_QUESTIONS_
1 > Please retype the Banki Mongra text between "Banki Mongra is" and "to Korba Headquarters.", inclusive.
2 > Write what comes next in the Banki Mongra text, starting after its last sentence.

_SUPPLIED TEXT_
= = =

Banki Mongra is a region in the city of Korba in the central Indian state of Chhattisgarh. The region is known for its underground coal mines.

, Banki Mongra has three active mines: the number 3-4 mine, the number 5-6 mine and the number 9-10 mine. Other mines are no longer active. Banki Main Mine and the Surakachhar 5&6 Inclines are the only coal-producing mines at Banki Mongra and Surakachhar. The Main Mine and Surakachhar 3&4 Inclines are in the Surakachhar-Balgi Sub Area which is located on the road connecting Banki – Mongra to Korba Headquarters.

Education

Higher secondary schools 
 Saraswati Higher Secondary School, Banki Mongra
 Gyanoday Hr. Sec. School Jangal Side, Banki Mongra.
 Jagruti Hr. Sec. School, Bandha para, Banki Mongra.
 Sarwamangla vidya mandir higher secondary school pankha dafai Banki mongra

High schools 
 Sunshine High School Banki Mongra.

Middle Schools 
 MJV English Medium School Banki Mongra
 Government Middle School Banki Side
 Ghordewa School
 Pronnat Middle School Banki side

Primary Schools 
 Beacon English School Gajra
 Saraswati Shishu Mandir Banki Mongra
 Lal bahadur school Katainar
 Aatim jatim kalyanay vidyalay prathmic sala banki side
 Vande maatram school gajra Banki mongra

Transport 

The township is well connected to Bilaspur, Raipur and Ambikapur via road. The nearest Railway station is Gevra Road Korba. The Korba airstrip is 12 km from Banki Mongra.

= = =

(Stored data entries)

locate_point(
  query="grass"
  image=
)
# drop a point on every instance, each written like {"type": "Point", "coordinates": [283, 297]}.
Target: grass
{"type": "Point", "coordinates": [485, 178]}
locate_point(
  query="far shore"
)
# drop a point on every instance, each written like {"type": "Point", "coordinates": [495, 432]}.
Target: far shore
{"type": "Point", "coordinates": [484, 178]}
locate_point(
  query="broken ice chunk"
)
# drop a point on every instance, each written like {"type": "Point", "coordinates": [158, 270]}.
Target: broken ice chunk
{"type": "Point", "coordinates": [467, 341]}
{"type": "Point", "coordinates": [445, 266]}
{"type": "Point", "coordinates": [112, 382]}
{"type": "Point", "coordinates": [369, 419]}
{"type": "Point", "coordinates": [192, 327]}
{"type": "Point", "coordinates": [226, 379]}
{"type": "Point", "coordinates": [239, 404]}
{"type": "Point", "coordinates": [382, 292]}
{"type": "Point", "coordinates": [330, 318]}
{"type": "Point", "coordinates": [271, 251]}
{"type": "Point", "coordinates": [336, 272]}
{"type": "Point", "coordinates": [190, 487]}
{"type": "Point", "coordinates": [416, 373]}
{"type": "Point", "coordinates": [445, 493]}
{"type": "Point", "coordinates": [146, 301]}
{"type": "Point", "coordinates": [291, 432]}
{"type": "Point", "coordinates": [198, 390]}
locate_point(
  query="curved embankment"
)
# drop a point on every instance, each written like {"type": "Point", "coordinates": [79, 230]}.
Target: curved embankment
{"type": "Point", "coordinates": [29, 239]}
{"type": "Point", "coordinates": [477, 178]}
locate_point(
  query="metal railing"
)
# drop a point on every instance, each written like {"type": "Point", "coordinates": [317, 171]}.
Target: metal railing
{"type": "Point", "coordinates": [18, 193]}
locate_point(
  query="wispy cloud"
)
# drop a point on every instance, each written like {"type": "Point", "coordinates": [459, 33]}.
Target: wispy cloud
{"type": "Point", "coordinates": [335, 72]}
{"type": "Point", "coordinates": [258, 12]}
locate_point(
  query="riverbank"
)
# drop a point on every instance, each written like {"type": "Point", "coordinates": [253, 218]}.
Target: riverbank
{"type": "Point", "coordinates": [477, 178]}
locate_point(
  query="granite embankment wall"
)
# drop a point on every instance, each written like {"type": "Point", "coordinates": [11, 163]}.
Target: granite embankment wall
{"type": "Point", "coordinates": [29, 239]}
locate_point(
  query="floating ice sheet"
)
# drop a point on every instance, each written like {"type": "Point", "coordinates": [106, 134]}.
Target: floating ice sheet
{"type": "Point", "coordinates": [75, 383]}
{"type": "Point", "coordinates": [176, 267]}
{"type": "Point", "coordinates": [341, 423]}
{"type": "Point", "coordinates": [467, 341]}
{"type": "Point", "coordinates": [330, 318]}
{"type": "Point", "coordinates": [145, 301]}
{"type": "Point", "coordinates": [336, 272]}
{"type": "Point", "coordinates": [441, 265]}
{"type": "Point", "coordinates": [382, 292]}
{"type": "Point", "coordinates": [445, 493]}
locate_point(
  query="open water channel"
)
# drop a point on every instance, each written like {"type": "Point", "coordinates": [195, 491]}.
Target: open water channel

= = =

_TASK-BY-TASK OUTPUTS_
1 >
Banki Mongra is a region in the city of Korba in the central Indian state of Chhattisgarh. The region is known for its underground coal mines.

, Banki Mongra has three active mines: the number 3-4 mine, the number 5-6 mine and the number 9-10 mine. Other mines are no longer active. Banki Main Mine and the Surakachhar 5&6 Inclines are the only coal-producing mines at Banki Mongra and Surakachhar. The Main Mine and Surakachhar 3&4 Inclines are in the Surakachhar-Balgi Sub Area which is located on the road connecting Banki – Mongra to Korba Headquarters.

2 >
Administration 
Banki Mongra comes under the municipal corporation of Korba and Banki Mongra Zone serving ward numbers 55,56,57,58,59,60,61,62,63,64,65,66 and 67. The Postal Index Number (PIN) of the area is 495447.

Demographics 
The population is about 118,000.

Culture 

The local Hindu festivals Navaratri and Dashehra are celebrated.

Hospitals 
 SECL Hospital
 New Korba Hospital
 Balaji Superspeciality Trauma & Care Hospital
 Krishna Hospital
 Primary Health Centre Mongra
 Sub Health Centre Katainaar (Banki)
 Sub Health Centre,Kudhripara (Banki)
Sub Health Centre, Ghurdeva (Banki)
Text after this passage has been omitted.